- Task material -
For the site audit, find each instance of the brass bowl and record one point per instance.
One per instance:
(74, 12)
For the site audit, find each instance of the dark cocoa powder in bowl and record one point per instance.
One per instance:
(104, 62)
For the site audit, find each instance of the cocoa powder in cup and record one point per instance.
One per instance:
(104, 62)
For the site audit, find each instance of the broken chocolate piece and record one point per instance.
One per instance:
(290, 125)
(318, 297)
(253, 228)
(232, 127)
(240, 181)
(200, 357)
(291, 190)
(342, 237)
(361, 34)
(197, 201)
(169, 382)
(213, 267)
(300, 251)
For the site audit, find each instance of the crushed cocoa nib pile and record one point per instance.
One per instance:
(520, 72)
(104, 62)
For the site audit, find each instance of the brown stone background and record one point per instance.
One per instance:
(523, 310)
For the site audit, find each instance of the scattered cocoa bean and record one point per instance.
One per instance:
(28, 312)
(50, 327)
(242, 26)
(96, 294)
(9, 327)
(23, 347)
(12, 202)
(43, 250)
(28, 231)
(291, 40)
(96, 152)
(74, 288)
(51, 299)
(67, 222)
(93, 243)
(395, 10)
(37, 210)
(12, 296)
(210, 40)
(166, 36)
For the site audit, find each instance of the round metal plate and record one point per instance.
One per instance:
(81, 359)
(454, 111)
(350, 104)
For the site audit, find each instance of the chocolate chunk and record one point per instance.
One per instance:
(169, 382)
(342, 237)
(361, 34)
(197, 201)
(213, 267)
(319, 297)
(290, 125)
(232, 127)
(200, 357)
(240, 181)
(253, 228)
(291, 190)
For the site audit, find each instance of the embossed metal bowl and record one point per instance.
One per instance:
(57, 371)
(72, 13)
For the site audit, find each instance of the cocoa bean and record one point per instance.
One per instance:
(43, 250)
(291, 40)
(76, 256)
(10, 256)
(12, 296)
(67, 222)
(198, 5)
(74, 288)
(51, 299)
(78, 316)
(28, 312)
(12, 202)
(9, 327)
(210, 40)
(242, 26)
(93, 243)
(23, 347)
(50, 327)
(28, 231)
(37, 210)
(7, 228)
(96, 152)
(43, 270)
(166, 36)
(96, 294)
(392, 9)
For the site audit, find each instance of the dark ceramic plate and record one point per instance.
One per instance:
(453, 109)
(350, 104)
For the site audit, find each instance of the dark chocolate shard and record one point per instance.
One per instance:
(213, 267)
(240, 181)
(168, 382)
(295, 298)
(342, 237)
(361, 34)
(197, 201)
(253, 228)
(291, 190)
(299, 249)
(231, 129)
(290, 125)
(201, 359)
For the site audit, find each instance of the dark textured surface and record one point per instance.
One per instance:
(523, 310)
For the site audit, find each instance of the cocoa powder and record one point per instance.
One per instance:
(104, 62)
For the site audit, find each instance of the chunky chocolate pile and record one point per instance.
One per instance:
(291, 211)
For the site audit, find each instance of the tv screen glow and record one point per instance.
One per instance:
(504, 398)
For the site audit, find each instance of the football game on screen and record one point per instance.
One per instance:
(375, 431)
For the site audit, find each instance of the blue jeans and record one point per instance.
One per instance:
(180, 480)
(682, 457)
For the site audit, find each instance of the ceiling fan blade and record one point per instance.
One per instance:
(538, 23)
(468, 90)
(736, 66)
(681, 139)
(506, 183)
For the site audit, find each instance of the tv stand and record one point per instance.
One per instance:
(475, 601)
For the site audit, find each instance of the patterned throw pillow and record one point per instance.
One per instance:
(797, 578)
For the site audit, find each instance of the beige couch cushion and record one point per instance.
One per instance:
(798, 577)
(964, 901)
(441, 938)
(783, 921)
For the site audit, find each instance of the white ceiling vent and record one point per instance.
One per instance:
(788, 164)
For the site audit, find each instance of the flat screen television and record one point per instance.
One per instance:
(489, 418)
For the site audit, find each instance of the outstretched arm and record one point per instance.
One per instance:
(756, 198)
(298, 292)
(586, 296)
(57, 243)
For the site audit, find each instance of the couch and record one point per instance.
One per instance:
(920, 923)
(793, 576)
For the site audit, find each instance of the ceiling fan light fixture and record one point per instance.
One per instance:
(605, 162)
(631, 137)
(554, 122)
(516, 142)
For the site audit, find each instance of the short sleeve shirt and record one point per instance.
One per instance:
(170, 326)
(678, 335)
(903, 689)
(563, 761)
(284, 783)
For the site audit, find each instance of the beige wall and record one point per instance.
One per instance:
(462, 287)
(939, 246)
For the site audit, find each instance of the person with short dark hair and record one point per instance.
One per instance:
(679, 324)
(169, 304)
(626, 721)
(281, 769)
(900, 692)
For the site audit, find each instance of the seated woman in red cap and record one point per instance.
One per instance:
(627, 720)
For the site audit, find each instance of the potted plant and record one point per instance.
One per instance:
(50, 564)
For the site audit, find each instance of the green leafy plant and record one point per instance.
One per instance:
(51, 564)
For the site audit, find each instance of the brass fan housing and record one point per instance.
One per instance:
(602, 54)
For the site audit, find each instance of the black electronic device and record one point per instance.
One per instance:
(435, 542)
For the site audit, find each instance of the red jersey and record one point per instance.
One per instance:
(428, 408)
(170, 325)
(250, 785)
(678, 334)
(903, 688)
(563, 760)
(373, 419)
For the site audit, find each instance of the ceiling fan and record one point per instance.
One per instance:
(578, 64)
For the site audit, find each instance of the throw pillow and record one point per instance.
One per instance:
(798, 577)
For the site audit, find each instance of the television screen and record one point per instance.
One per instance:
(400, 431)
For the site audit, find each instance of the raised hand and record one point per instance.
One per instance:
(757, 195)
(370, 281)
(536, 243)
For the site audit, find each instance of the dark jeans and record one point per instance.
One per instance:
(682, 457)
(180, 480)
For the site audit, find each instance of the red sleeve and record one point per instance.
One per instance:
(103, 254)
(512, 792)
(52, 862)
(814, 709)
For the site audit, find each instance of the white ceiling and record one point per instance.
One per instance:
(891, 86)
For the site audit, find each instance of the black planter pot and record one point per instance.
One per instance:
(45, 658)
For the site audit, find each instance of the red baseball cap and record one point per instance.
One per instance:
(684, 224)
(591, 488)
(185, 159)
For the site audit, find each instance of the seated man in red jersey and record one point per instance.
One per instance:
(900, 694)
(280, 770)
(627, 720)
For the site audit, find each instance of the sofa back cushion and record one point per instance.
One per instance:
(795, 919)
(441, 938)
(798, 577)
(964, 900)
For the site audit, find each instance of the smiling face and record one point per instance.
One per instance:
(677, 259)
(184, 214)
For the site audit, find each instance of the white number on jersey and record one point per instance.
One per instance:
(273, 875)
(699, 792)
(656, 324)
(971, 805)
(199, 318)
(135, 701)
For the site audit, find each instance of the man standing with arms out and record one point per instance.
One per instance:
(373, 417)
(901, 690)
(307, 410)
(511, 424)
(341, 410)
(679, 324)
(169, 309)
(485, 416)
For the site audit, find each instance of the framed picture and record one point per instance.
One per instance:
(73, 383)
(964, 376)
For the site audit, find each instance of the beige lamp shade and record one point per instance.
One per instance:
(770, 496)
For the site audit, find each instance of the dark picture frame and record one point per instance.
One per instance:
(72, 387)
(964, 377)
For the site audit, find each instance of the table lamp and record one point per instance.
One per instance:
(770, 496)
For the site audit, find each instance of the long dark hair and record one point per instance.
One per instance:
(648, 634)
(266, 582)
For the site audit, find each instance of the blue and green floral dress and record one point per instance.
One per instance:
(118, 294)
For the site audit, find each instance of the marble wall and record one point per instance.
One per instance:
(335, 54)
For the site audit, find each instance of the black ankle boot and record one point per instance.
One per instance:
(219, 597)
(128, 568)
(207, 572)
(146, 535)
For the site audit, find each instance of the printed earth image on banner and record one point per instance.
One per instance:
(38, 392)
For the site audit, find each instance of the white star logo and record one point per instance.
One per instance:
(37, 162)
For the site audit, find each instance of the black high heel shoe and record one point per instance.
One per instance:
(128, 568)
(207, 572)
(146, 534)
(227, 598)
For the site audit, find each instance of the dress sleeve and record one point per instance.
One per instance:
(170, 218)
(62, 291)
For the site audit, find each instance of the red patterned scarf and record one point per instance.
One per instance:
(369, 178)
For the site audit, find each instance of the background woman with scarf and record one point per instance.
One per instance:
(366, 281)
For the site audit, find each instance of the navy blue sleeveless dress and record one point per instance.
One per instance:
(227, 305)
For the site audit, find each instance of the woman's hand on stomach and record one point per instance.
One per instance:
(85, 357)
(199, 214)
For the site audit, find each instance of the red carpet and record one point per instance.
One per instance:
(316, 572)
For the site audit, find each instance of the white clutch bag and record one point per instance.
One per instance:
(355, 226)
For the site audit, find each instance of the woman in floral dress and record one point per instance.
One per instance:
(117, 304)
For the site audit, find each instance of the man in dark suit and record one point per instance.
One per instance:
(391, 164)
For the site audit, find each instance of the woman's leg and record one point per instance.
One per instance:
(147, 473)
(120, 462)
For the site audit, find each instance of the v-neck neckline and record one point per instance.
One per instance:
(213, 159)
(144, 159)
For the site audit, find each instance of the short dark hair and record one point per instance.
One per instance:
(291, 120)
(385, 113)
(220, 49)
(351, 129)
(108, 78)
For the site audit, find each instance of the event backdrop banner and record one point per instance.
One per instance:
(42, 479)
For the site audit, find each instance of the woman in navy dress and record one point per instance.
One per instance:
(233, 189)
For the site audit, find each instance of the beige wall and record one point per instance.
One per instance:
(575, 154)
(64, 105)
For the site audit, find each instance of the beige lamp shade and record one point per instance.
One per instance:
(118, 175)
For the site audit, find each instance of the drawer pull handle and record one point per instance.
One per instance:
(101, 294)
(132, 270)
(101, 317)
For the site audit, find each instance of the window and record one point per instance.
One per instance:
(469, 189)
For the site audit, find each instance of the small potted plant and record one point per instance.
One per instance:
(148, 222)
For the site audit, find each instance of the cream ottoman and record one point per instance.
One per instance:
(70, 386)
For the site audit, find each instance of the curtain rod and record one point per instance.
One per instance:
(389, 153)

- Prompt -
Look through the entries above and list every line containing "scarf".

- Result -
For the site audit, find each instance of the red patterned scarf and record one point per instance.
For the site audit, find each instance of the background woman with scarf and record one point per instance.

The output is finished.